== Seçilen Parça ==
Torba yasadaki kimi maddelerin iş kanunu ve ilgili bazı kanunların kapsamına dahil edileceğini söyleyen Argunşah, bu maddelerin tamamen işverenin lehine olduğunu vurguladı. Argunşah, “İş Kanunu’na entegre edilecek olan geçici madde 10’da maddenin yürürlüğe girdiği andan itibaren 3 ay süreyle aslında işten çıkarma yasağı olarak servis edilen durumun işten çıkarma yasağı olmadığı ve tamamen işveren lehine bir hamle olduğu açıkça görülmektedir” dedi.
İşten çıkarmalar ile ilgili net veriler olmadığı için cinsiyet dağılımını bilemediklerini söyleyen Argunşah, kadınlara
toplumsal cinsiyet rolleri gereği evde çocuk ve yaşlı bakımının dayatıldığını kaydetti. Argunşah şöyle devam etti: “Kadınlar evin geçimini bire bir sağlamadıkları gerekçesiyle güvencesiz çalışma koşullarına sahipler ve işverenlerce ucuz emek gücü olarak görülmektedir. Bu durum işyerlerinde işten çıkarmalarda ilk vazgeçilen çalışanların kadınlar olacağını göstermektedir.

(Örnek başına nokta konumlama verileri)
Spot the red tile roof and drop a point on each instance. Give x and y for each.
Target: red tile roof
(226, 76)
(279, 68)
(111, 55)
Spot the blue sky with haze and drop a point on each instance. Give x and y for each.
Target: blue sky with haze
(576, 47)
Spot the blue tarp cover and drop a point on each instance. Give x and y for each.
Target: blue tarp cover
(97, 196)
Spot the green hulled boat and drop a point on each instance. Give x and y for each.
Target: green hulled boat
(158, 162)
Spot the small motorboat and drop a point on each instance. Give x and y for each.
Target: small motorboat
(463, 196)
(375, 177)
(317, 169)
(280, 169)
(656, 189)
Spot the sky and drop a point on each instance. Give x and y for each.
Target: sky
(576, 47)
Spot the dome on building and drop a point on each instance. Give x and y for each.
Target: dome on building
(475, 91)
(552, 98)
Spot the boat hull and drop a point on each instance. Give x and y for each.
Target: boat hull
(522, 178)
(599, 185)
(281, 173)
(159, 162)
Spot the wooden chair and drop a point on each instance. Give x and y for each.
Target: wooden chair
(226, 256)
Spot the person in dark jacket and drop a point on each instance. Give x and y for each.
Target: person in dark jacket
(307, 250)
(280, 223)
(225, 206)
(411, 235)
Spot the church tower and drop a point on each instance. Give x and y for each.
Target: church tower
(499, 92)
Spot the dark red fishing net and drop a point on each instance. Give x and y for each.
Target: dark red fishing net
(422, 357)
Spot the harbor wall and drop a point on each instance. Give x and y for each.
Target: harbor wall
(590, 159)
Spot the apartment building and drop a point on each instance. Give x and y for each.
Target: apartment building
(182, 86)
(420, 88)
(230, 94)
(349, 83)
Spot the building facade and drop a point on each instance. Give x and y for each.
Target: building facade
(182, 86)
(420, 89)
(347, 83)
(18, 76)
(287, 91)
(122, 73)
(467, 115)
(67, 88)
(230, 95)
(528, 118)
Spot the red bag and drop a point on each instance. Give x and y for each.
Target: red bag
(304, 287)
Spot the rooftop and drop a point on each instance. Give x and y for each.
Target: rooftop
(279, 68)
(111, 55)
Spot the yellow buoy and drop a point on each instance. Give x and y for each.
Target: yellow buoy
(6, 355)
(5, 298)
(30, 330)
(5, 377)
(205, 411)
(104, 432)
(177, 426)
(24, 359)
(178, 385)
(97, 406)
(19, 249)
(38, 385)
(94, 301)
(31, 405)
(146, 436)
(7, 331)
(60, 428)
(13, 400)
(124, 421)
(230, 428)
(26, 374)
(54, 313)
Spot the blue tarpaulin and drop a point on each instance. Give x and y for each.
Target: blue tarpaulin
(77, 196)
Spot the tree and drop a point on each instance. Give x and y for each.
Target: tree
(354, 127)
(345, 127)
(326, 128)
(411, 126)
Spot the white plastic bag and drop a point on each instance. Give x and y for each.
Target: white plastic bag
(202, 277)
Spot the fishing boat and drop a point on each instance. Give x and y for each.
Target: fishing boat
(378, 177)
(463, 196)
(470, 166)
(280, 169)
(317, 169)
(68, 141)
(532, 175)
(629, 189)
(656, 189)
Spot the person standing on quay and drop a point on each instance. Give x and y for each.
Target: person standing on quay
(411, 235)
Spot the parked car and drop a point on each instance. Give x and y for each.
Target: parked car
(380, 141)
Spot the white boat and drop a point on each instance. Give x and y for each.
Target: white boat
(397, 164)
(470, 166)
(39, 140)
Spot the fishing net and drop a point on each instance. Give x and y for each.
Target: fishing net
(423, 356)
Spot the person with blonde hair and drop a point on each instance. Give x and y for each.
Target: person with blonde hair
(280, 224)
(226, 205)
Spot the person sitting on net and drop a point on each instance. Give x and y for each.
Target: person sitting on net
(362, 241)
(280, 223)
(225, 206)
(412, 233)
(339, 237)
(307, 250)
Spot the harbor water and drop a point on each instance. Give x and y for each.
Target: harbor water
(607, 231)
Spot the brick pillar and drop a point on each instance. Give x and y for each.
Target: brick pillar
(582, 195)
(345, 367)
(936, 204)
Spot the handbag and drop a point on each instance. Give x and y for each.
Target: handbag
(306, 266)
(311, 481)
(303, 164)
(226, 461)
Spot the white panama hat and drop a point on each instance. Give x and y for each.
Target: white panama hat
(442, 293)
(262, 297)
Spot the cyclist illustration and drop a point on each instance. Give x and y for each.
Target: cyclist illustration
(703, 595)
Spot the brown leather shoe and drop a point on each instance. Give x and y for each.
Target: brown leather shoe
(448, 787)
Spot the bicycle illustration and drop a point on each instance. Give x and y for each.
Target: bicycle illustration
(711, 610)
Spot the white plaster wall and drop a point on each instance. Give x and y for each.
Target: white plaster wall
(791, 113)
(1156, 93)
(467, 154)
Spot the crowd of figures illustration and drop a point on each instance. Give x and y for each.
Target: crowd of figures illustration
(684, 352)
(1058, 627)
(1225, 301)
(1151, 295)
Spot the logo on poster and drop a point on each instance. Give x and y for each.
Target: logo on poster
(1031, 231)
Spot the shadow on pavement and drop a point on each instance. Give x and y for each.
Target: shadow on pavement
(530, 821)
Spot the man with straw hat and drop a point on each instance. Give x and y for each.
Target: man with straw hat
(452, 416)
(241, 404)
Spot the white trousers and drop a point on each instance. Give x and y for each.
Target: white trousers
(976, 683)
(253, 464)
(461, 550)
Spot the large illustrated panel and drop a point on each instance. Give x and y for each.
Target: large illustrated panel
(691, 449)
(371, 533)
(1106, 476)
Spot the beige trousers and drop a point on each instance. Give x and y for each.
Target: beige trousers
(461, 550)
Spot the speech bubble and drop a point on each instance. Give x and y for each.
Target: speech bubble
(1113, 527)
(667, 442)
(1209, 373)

== Yapılacak Görevler ==
1/ Seçilen parçadaki "İşten çıkarmalar ile" ifadesinden "kadınlar olacağını göstermektedir." ifadesine kadar uzanan bölümü olduğu gibi yeniden yazınız.
2/ Seçilen parçaya göre Argunşah, işten çıkarmalardaki cinsiyet dağılımını neden bilemediklerini söylüyor?

== Görev Çözümleri ==
1/
İşten çıkarmalar ile ilgili net veriler olmadığı için cinsiyet dağılımını bilemediklerini söyleyen Argunşah, kadınlara
toplumsal cinsiyet rolleri gereği evde çocuk ve yaşlı bakımının dayatıldığını kaydetti. Argunşah şöyle devam etti: “Kadınlar evin geçimini bire bir sağlamadıkları gerekçesiyle güvencesiz çalışma koşullarına sahipler ve işverenlerce ucuz emek gücü olarak görülmektedir. Bu durum işyerlerinde işten çıkarmalarda ilk vazgeçilen çalışanların kadınlar olacağını göstermektedir.

2/ İşten çıkarmalarla ilgili net veriler olmadığı için.